**Work required:**
If a line of the listing contains the string "hill", return that line.

**Data to use:**
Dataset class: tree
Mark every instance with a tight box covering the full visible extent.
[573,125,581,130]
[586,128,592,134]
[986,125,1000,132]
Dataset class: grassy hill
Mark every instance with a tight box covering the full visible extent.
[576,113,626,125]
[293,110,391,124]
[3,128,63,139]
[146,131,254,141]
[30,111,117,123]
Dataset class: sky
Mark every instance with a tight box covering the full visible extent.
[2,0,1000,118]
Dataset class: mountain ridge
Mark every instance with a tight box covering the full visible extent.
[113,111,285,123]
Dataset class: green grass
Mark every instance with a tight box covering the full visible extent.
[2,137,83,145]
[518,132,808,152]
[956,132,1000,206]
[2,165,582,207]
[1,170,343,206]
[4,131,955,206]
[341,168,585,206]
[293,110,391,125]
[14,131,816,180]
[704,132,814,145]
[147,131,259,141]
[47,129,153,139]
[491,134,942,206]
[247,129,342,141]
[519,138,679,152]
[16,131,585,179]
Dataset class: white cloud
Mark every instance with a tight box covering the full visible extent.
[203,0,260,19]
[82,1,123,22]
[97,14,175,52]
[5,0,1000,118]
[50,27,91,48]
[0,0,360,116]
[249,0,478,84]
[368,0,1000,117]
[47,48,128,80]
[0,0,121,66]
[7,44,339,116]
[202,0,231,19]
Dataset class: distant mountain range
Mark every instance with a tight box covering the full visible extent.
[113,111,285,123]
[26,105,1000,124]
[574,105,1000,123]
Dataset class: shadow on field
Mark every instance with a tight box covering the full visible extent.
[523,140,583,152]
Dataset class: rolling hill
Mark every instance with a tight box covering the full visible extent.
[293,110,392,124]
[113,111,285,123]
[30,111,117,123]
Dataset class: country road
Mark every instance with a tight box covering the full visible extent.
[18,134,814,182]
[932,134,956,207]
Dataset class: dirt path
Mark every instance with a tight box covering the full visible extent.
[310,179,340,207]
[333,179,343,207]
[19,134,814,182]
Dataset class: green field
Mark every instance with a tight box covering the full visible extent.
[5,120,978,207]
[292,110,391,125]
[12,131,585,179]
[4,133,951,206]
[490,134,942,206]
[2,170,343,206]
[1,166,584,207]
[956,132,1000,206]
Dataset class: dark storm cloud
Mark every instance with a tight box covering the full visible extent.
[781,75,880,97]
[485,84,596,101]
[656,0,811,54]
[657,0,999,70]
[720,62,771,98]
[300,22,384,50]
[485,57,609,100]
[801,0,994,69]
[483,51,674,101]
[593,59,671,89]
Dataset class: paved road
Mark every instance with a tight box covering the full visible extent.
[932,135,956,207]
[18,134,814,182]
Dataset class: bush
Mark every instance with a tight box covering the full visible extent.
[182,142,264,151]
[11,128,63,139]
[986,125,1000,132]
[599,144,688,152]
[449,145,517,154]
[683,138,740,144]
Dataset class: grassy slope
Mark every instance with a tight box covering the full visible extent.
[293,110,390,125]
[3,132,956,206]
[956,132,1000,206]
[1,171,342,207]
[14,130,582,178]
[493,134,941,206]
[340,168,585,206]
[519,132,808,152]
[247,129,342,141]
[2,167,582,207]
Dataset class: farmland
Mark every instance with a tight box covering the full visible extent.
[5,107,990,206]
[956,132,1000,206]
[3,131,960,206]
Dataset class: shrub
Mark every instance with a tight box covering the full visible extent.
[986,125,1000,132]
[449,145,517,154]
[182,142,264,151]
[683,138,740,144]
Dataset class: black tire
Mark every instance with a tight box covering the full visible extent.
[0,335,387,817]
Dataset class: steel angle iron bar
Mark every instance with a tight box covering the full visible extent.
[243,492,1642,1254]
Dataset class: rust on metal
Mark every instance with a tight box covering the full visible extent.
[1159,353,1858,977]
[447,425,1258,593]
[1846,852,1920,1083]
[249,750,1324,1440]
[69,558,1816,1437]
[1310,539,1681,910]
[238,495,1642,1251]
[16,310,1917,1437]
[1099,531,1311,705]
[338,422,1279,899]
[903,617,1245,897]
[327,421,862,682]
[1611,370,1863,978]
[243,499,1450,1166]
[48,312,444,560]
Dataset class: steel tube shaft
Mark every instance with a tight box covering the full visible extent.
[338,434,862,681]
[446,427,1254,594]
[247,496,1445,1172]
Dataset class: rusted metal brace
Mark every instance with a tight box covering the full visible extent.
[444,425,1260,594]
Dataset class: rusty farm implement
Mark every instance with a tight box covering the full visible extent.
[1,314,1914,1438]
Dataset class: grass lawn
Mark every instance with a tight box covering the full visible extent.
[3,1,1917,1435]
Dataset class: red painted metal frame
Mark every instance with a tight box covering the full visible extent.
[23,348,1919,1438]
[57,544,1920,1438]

**Your solution:**
Dataset class: grassy hill
Dataset class: rolling hill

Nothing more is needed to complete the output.